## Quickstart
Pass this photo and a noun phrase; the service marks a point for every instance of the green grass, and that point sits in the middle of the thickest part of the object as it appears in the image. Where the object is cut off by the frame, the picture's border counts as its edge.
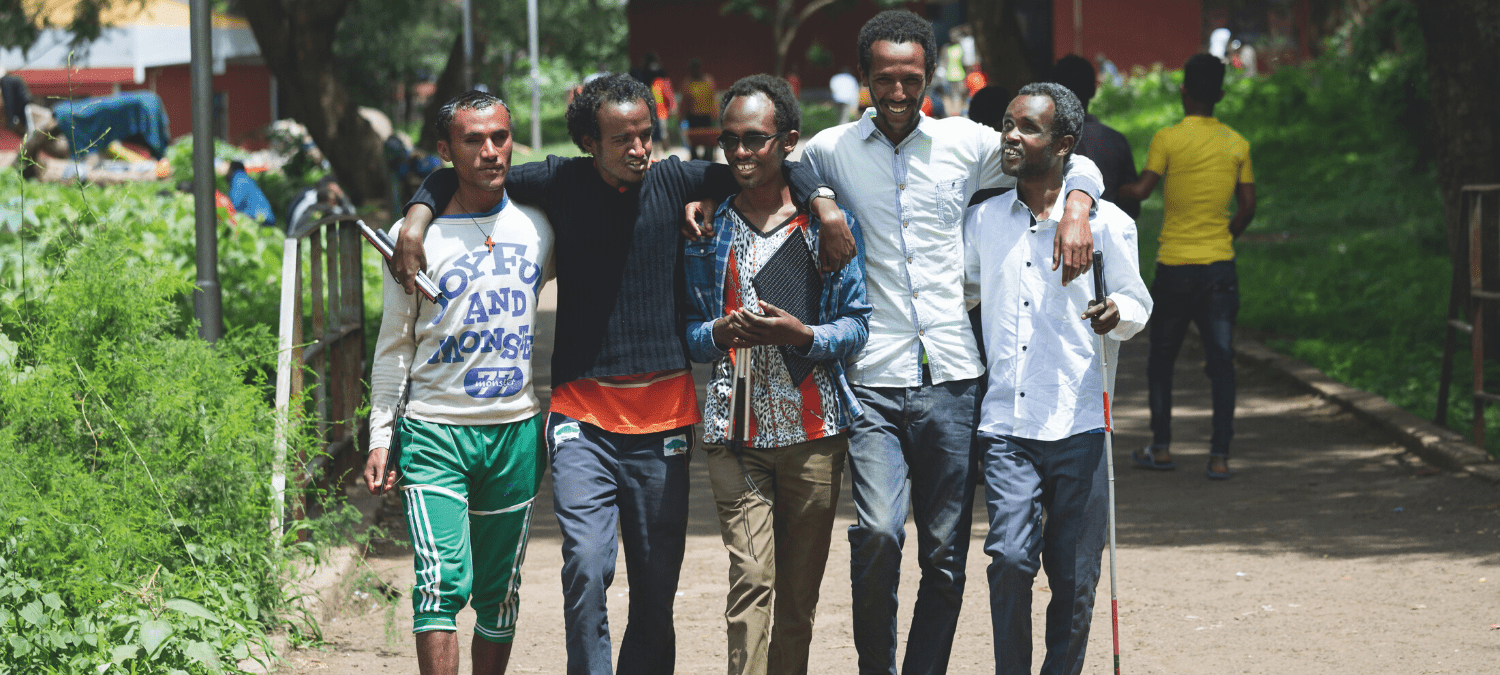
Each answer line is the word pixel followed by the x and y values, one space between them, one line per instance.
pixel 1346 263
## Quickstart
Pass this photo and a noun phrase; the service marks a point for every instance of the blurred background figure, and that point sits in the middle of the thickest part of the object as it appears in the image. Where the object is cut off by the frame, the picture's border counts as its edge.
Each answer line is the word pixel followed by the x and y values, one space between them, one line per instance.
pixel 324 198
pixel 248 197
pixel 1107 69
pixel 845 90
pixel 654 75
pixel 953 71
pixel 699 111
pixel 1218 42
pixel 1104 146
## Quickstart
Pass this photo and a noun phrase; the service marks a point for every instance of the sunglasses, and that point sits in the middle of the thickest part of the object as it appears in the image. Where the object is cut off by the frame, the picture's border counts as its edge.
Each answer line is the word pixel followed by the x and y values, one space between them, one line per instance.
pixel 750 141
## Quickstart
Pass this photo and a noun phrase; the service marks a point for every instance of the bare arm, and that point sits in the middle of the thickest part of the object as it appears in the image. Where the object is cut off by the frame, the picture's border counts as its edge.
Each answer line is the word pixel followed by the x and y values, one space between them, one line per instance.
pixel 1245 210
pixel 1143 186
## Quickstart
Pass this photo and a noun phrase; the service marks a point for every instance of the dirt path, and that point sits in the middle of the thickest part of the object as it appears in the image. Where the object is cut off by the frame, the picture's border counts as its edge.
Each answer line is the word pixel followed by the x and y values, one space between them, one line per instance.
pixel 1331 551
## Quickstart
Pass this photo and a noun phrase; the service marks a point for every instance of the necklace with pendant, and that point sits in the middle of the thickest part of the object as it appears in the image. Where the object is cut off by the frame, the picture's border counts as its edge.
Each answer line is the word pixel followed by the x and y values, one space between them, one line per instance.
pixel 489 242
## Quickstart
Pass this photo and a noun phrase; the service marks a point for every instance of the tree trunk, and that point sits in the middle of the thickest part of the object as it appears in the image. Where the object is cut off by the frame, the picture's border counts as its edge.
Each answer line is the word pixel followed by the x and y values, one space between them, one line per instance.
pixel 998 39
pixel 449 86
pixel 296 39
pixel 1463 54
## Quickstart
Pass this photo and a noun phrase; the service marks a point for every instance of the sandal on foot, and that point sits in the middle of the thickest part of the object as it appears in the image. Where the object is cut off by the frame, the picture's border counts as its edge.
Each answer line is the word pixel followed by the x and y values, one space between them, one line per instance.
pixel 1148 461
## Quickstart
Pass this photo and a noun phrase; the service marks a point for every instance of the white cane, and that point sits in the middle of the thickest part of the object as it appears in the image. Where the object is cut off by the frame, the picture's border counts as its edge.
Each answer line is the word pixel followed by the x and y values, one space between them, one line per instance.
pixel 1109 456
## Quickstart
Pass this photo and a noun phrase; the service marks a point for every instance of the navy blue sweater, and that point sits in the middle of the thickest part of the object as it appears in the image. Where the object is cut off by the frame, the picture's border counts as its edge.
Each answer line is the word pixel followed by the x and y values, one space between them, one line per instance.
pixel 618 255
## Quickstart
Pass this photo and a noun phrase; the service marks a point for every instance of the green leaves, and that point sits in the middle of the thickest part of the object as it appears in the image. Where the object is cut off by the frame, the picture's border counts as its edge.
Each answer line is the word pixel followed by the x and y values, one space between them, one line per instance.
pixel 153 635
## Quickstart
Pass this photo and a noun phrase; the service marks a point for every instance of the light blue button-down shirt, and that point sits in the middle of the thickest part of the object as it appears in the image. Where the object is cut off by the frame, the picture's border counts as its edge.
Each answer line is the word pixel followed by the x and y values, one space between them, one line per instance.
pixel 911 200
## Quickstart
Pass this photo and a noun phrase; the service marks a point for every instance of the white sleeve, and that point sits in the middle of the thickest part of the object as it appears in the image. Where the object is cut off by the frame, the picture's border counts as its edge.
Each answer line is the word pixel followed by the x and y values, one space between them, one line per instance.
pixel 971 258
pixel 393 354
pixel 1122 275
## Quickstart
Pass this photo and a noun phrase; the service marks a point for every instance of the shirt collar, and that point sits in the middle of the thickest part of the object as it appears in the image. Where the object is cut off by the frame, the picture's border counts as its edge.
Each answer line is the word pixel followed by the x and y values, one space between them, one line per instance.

* * *

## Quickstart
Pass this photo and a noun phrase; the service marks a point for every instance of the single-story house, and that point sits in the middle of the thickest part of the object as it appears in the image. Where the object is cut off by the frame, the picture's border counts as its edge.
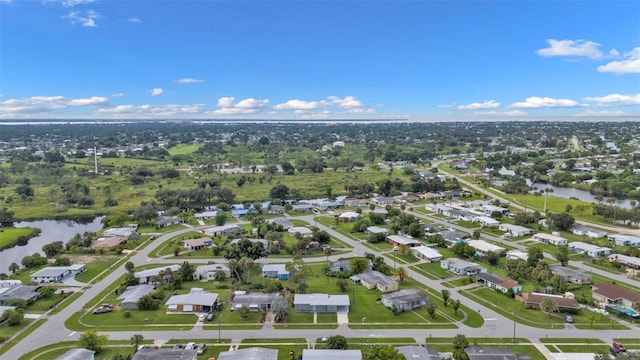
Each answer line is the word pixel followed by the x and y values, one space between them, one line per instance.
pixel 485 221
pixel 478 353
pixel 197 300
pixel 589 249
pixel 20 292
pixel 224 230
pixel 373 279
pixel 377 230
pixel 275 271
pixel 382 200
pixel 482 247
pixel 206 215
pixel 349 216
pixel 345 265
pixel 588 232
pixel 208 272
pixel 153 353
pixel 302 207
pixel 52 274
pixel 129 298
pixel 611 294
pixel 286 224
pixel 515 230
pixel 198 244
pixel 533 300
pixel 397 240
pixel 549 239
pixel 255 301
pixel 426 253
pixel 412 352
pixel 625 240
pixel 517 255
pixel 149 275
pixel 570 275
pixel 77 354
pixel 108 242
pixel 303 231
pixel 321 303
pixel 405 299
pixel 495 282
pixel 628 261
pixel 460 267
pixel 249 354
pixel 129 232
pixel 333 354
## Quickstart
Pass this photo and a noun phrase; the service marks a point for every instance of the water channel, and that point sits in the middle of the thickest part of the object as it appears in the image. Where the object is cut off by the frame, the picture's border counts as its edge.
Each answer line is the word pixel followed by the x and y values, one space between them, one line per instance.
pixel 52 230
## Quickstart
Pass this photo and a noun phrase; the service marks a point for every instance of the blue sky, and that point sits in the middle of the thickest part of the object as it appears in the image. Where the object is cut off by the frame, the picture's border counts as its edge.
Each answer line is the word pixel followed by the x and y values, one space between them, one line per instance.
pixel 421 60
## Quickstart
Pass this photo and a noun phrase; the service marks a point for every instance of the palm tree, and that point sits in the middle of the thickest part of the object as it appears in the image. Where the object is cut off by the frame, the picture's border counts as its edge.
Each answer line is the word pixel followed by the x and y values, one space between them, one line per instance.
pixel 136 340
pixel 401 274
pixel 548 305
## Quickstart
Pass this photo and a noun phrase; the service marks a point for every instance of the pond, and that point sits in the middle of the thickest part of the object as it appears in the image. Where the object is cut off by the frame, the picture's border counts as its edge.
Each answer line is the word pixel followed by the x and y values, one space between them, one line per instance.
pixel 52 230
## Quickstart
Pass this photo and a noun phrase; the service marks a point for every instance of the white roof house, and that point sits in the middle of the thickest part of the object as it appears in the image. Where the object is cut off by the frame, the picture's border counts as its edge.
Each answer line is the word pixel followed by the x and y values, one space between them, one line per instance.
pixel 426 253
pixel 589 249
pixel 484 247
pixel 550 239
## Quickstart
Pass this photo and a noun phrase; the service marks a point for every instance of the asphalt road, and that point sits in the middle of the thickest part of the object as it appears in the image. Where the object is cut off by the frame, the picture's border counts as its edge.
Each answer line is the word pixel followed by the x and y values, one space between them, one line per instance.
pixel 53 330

==

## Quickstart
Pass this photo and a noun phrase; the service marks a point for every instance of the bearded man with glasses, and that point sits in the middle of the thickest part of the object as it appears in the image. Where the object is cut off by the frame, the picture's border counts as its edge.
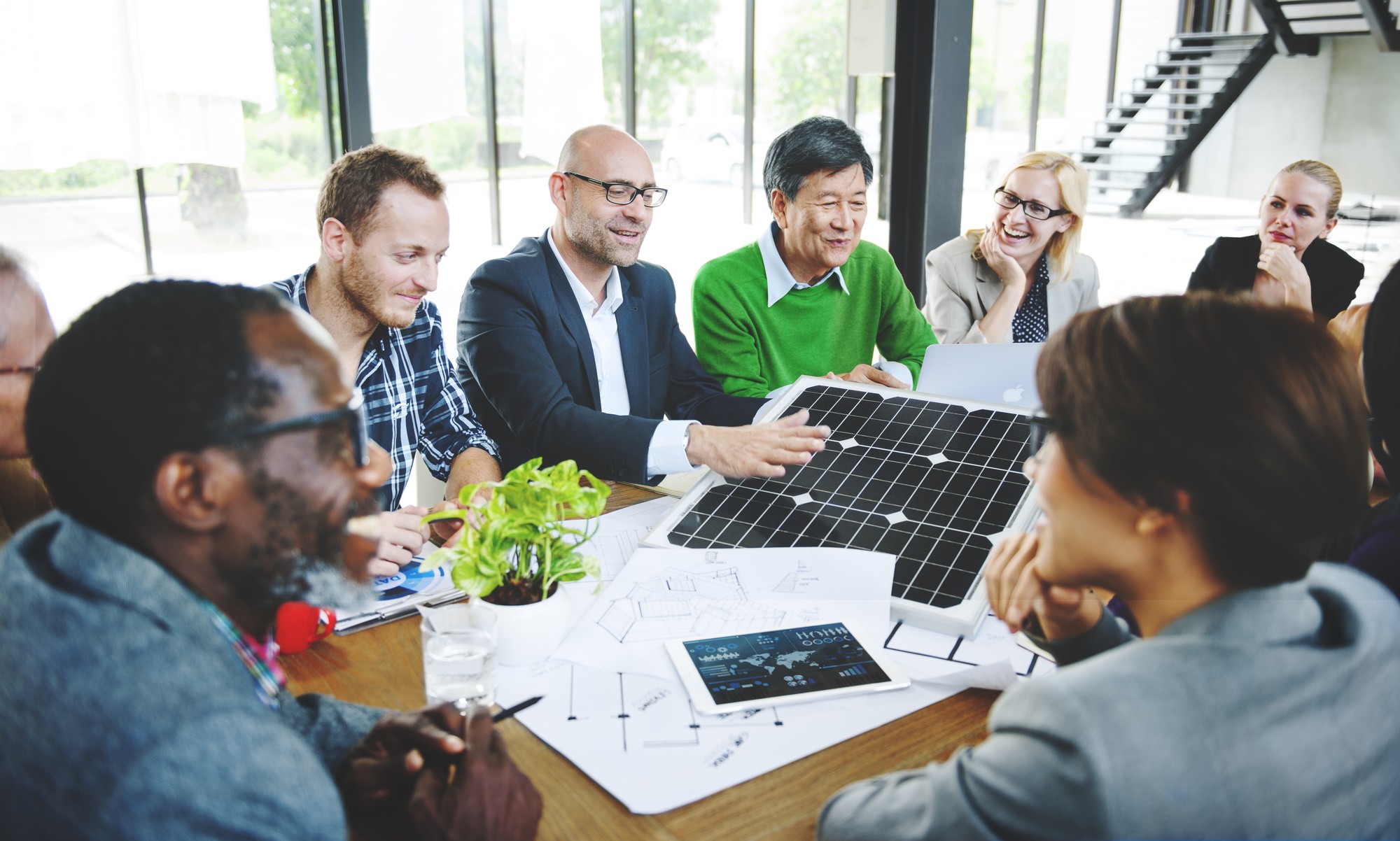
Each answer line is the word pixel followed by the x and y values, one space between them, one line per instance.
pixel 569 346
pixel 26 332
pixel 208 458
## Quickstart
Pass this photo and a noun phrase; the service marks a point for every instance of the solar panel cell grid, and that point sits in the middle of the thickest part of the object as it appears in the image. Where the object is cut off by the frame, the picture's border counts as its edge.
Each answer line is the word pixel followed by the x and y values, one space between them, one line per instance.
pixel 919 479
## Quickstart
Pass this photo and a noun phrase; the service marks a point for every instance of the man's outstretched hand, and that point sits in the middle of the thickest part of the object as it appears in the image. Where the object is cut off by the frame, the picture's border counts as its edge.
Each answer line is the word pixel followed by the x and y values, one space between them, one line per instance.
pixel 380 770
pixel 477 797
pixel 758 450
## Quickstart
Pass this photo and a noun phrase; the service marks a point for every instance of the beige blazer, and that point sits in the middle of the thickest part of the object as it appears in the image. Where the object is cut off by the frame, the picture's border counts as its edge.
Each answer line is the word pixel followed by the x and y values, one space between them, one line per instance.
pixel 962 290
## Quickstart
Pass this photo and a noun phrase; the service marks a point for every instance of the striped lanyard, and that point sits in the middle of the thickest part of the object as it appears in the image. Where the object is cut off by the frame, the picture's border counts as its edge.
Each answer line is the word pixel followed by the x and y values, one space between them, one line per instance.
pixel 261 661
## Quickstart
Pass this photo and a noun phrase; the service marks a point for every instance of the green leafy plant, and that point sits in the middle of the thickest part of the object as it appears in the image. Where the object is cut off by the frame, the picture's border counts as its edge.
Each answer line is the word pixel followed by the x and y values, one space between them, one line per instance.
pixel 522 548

## [Directive]
Count the lines above that contain the string "button". Reply with only that number.

## [Solution below]
1